◆ **PASSAGE PROVIDED**
Health and K-pop Part 2 — Entitlement

An artist’s musical journey to fame is usually fueled by two things: their passion for the craft and support from their fans. While many artists claim that they would make music no matter the how many fans they had, they also claim that their current supporters are a large factor in their decision to continue performing. However, this gratification of fans from the artist seems to have lead to an unhealthy trend in multiple fandoms: the idea that listeners are now entitled to receive regular music releases and concerts from artists and entertainers.

The tell-tale sign of fans having a sense of entitlement is hearing the words “they need to” or “they should have”. Often times, if an artist has been flying under the radar for a while (whether it be for rest, promotions, or medical reasons), fans are antsy and want new music–which is normal and healthy. What is not healthy is messaging an idol with statements like “you owe us new music” or “hurry up and release new music”.

First, keep in mind that artists do not owe fans anything. Just because they have gathered a large following and produce popular music does not mean that they must continually do so.

◆ **WHAT TO WORK ON**
Write out the K-pop article word for word, from "The tell-tale sign" up to and including "continually do so.". The records have nothing to do with the K-pop article.

◆ **MATERIAL SHOWN**
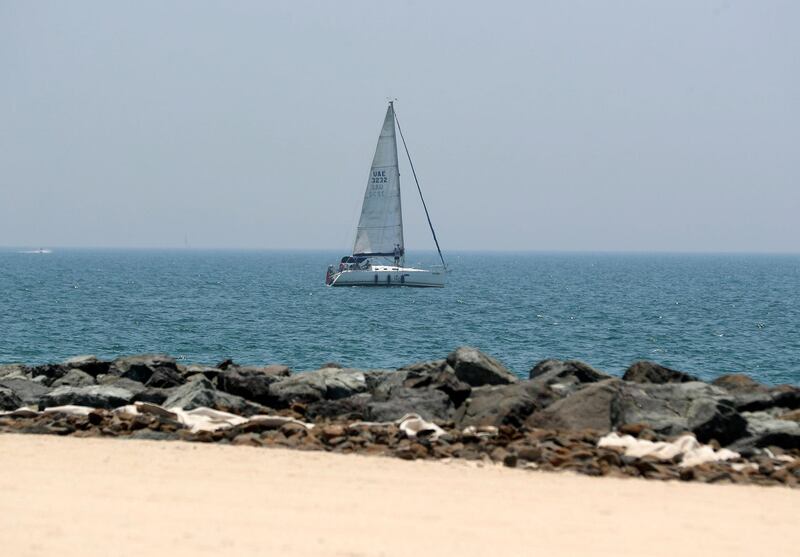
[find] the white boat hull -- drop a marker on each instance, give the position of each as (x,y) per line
(387,276)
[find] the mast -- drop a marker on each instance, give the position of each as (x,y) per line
(419,189)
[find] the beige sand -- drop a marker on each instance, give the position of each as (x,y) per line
(66,496)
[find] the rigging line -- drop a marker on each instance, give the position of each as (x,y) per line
(419,189)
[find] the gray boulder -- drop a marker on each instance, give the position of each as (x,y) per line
(351,408)
(321,384)
(749,396)
(765,428)
(668,409)
(431,404)
(651,372)
(593,407)
(9,400)
(17,371)
(88,363)
(154,395)
(425,375)
(249,384)
(74,378)
(738,383)
(47,372)
(27,390)
(502,404)
(565,377)
(141,367)
(122,382)
(710,418)
(165,377)
(95,396)
(476,368)
(201,393)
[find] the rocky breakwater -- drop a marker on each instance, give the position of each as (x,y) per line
(654,422)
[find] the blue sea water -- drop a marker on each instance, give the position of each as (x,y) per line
(704,314)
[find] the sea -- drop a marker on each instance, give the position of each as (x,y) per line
(706,314)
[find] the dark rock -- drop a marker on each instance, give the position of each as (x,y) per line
(766,429)
(431,404)
(141,367)
(122,382)
(9,400)
(50,372)
(249,384)
(225,364)
(592,407)
(95,396)
(476,368)
(711,419)
(89,364)
(510,460)
(570,371)
(503,404)
(321,384)
(350,408)
(17,371)
(153,395)
(665,407)
(427,375)
(793,415)
(786,396)
(28,391)
(738,383)
(74,378)
(164,378)
(651,372)
(201,392)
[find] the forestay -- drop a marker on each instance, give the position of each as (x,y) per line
(380,227)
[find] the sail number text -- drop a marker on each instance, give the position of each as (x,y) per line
(379,177)
(376,182)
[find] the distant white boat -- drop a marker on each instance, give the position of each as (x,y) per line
(378,257)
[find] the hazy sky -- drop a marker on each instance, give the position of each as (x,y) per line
(533,125)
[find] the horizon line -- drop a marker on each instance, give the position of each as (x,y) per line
(431,250)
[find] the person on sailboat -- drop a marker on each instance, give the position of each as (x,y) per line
(397,253)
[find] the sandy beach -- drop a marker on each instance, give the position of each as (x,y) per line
(72,496)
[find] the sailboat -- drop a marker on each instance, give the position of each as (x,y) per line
(378,257)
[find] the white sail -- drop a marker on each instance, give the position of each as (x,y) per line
(380,227)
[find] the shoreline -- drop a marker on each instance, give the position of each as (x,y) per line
(189,499)
(654,422)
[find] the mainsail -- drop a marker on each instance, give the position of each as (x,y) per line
(380,227)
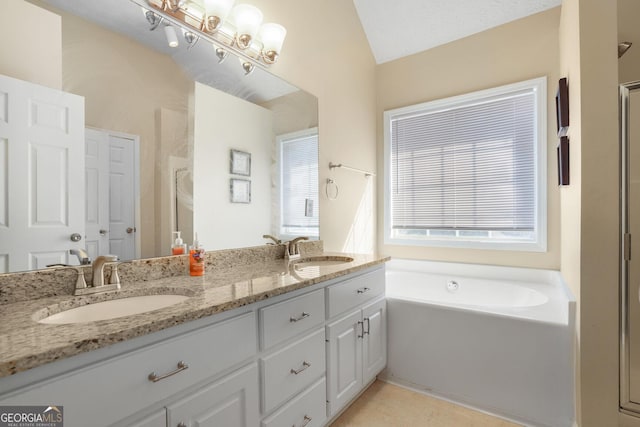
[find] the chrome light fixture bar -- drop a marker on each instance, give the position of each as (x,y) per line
(236,29)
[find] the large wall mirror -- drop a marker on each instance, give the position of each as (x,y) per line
(210,149)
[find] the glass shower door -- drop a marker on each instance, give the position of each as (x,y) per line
(630,266)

◆ **SOLUTION**
The tell-tale sign of fans having a sense of entitlement is hearing the words “they need to” or “they should have”. Often times, if an artist has been flying under the radar for a while (whether it be for rest, promotions, or medical reasons), fans are antsy and want new music–which is normal and healthy. What is not healthy is messaging an idol with statements like “you owe us new music” or “hurry up and release new music”.

First, keep in mind that artists do not owe fans anything. Just because they have gathered a large following and produce popular music does not mean that they must continually do so.